(A run of records)
· · · · · · ·

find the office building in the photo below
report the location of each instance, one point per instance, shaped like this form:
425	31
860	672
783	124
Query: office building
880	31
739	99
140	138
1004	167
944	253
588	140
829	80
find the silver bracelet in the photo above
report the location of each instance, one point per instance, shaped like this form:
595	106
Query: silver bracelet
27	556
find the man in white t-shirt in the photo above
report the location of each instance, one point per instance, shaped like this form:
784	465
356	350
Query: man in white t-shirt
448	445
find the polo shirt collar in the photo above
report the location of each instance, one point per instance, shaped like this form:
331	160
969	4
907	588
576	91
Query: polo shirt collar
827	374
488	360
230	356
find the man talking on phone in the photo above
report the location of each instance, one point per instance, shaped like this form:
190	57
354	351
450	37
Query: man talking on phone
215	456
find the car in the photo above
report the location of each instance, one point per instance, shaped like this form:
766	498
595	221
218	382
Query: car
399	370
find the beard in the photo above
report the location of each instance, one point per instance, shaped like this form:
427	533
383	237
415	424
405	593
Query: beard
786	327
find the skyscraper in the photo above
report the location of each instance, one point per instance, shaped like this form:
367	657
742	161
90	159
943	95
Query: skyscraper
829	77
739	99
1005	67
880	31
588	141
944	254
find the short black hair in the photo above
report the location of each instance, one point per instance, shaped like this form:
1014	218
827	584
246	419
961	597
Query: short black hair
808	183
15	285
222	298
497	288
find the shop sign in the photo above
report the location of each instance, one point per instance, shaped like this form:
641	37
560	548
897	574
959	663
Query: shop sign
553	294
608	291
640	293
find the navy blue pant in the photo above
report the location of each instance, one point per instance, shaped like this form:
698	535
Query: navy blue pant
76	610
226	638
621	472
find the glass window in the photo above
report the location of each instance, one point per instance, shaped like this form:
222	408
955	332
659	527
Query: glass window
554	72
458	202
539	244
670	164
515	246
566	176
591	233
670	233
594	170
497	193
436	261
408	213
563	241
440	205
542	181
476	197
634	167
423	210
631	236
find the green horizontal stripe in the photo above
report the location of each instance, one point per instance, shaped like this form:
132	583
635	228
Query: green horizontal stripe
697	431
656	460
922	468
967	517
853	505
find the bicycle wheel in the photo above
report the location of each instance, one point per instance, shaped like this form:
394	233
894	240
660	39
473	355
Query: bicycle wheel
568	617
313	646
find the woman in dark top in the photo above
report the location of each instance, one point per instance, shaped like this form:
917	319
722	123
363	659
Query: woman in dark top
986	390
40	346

· · · · · · ·

## WHAT IS EXPECTED
Reproduce, word for word, every line starting at the line that contains "find the navy blue pant in the photo above" and ending with the final line of the entries.

## EXERCISE OUTPUT
find the navy blue pant in the photo above
report the location of each instance, one point per instance, shaped like this form:
698	535
Query: navy blue pant
76	610
226	638
621	472
find the glass window in the photo above
report the location of each instance, one point per instance, shaped like this form:
222	408
955	332
659	527
Query: glass window
554	72
458	202
539	244
670	164
515	246
566	176
591	233
670	233
594	170
497	193
436	261
408	213
563	241
440	205
542	181
476	197
634	167
423	210
631	236
find the green horizontal stripe in the photo above
report the location of each instance, one point per instance, shaped like this form:
132	583
635	228
Query: green horizontal stripe
697	431
656	460
922	468
967	517
853	505
find the bicycle wheel in the photo above
report the location of each instance, one point per instance, shaped like this form:
394	233
894	240
660	39
473	355
Query: bicycle wheel
568	617
313	646
find the woman in dark top in the photo above
report the location of each instance, one point per instance, shaped like this form:
917	319
722	123
363	659
Query: woman in dark top
986	390
40	346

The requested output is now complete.